TEXT SECTION.
The Bingeworthy™ Breakdown is an occasional look at new TV shows in a more casual format. An estimated 500 scripted seasons of TV will air in 2018, and to help you sort the wheat from the chaff, we’re going to give you the lowdown to help you work out whether it’s worth tuning in every week for them or waiting to binge later.Â
It may be time for Marvel to throw in the towel when it comes to producing television shows, a domain, unlike the big screen, where they’ve consistently underwhelmed, beginning with the unbearably dull “Agents of S.H.I.E.L.D.” Season one of “Daredevil” was fine and season two might’ve come out relatively unscathed had they pulled the plug on the Karen and Foggy characters (the “Punisher” introduction and those episodes are solid, no doubt). “Jessica Jones” was on course to be genuinely fantastic if they hadn’t completely derailed around episode eight (whenever that mind-numbing Killgrave support group started up). The best series that Marvel has done was “Agent Carter” and they didn’t realize just how amazing it was before canceling it after only two seasons. They make consistently good films (sometimes even great) and it’s clear where their strengths lay and where they’ll continue to put all of their efforts into. The television shows will persist, but it’s where a lot of the burnout is starting to become most apparent.
All of that to say “Cloak & Dagger,” on the offset, was unnecessary at best and while the premiere is charming enough (meaning the type of show I’d have loved in high-school) it does little to justify its existence. With a music video lite aesthetic with aching moments queued to sugary beat pop songs, pretty leads and moments that are delivered better minus the dialogue, there’s a sheen to the series that keeps the viewers at an arm’s length. However, “Cloak & Dagger” does fare better than most of the other superhero shows out there (especially by Marvel) with its focus on real-world issues like drug use, sexual assault, and police brutality, as well as its small character moments.

DATA SECTION.
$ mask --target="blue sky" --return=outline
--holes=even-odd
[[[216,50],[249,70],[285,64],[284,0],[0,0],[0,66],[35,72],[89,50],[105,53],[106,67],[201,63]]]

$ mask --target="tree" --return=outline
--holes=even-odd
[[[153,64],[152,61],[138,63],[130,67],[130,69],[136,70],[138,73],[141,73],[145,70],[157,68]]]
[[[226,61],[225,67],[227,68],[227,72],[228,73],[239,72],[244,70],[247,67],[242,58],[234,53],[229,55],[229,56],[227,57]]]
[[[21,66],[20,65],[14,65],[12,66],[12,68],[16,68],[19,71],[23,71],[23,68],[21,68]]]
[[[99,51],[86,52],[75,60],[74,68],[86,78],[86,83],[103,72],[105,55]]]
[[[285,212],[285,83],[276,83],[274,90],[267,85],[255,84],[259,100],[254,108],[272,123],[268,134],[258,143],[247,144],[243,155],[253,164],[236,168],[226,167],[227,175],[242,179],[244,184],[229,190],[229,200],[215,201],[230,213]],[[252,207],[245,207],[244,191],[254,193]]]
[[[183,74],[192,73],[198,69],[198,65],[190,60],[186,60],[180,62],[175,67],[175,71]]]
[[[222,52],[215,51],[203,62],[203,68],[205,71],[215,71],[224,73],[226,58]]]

==

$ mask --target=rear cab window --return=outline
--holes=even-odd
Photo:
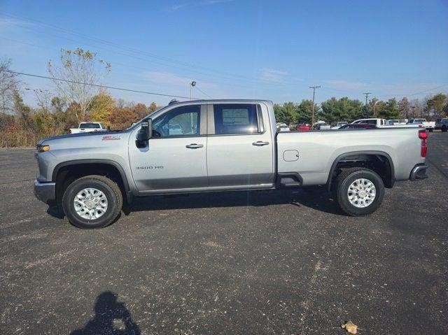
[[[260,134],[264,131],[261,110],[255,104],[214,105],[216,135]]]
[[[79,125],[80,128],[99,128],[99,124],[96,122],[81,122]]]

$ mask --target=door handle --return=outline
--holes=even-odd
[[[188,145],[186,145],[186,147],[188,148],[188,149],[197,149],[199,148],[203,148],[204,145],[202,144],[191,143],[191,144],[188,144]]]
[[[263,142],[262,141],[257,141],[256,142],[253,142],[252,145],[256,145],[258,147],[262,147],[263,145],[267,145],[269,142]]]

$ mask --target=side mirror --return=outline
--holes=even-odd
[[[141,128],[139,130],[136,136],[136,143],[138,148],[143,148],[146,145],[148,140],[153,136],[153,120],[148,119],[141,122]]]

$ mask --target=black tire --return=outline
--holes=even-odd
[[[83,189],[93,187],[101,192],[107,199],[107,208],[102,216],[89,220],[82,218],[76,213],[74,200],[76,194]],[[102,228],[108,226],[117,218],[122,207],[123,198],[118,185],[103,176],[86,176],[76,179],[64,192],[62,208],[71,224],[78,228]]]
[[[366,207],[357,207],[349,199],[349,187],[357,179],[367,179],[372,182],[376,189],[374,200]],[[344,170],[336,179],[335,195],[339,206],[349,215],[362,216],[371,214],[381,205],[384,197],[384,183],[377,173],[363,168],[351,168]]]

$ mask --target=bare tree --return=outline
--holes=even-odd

TASK BRIEF. Set down the full review of "Cloak & Dagger" above word for word, without changing anything.

PROBLEM SOLUTION.
The Bingeworthy™ Breakdown is an occasional look at new TV shows in a more casual format. An estimated 500 scripted seasons of TV will air in 2018, and to help you sort the wheat from the chaff, we’re going to give you the lowdown to help you work out whether it’s worth tuning in every week for them or waiting to binge later.Â
It may be time for Marvel to throw in the towel when it comes to producing television shows, a domain, unlike the big screen, where they’ve consistently underwhelmed, beginning with the unbearably dull “Agents of S.H.I.E.L.D.” Season one of “Daredevil” was fine and season two might’ve come out relatively unscathed had they pulled the plug on the Karen and Foggy characters (the “Punisher” introduction and those episodes are solid, no doubt). “Jessica Jones” was on course to be genuinely fantastic if they hadn’t completely derailed around episode eight (whenever that mind-numbing Killgrave support group started up). The best series that Marvel has done was “Agent Carter” and they didn’t realize just how amazing it was before canceling it after only two seasons. They make consistently good films (sometimes even great) and it’s clear where their strengths lay and where they’ll continue to put all of their efforts into. The television shows will persist, but it’s where a lot of the burnout is starting to become most apparent.
All of that to say “Cloak & Dagger,” on the offset, was unnecessary at best and while the premiere is charming enough (meaning the type of show I’d have loved in high-school) it does little to justify its existence. With a music video lite aesthetic with aching moments queued to sugary beat pop songs, pretty leads and moments that are delivered better minus the dialogue, there’s a sheen to the series that keeps the viewers at an arm’s length. However, “Cloak & Dagger” does fare better than most of the other superhero shows out there (especially by Marvel) with its focus on real-world issues like drug use, sexual assault, and police brutality, as well as its small character moments.